The Hancock-Henderson Quill, Inc.

"A Cowgirl's Heart"

Exhibition At Burlington Art Guild

June 8 - 28, 2008

Recent work by Marlene McChesney ranges from floral still lifes to pictures of wild Mustangs to photographs of working ranch life - on ranches in New Mexico and at her family's custom cattle operation near Gladstone.

An exhibition of McChesney's photographs opens at the Art Guild Sunday, June 8, with a reception at 2:00 pm. Hosts are Debbie Bessine, Chuck and Ellen Fuller, Burlington, and Shirley Gullberg of Stronghurst.

Horses and cattle own Marlene McChesney's heart, a cowgirl's heart. They were passions inherited from her grandfather, Dale. He was known as "Cowboy," and although he died three years before she was born, she always felt the connection.

Five years ago she picked up her first camera and began to capture those feelings she'd been handed.

As herdsman for her family's cattle operation near Gladstone, she preferred to ride the herd with two cowboys, refusing to use the four-wheelers most modern ranchers had turned to.

Those first photographs of the mythic tango of man and horse earned her a coveted spot in a juried show in Las Vegas during the National Finals Rodeo, a highlight for any Western artist.

She'd ride with a camera around her neck, capturing the action on the family ranch.

Exercise requirements:
1. Name each person the exhibition article lists as a host of the opening reception.
2. From the exhibition article, return the passage starting with "Exhibition At Burlington" and going on through "felt the connection.".

[Stored items]

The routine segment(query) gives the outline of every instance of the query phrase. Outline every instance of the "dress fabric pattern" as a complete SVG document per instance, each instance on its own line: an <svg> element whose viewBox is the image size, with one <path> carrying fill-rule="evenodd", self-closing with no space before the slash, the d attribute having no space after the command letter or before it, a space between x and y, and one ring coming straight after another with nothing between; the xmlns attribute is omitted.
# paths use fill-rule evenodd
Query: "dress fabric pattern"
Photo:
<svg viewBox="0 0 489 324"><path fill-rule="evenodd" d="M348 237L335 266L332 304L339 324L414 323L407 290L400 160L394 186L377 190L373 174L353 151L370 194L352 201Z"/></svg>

Written responses:
1. Debbie Bessine, Chuck Fuller, Ellen Fuller, Shirley Gullberg

2.
Exhibition At Burlington Art Guild

June 8 - 28, 2008

Recent work by Marlene McChesney ranges from floral still lifes to pictures of wild Mustangs to photographs of working ranch life - on ranches in New Mexico and at her family's custom cattle operation near Gladstone.

An exhibition of McChesney's photographs opens at the Art Guild Sunday, June 8, with a reception at 2:00 pm. Hosts are Debbie Bessine, Chuck and Ellen Fuller, Burlington, and Shirley Gullberg of Stronghurst.

Horses and cattle own Marlene McChesney's heart, a cowgirl's heart. They were passions inherited from her grandfather, Dale. He was known as "Cowboy," and although he died three years before she was born, she always felt the connection.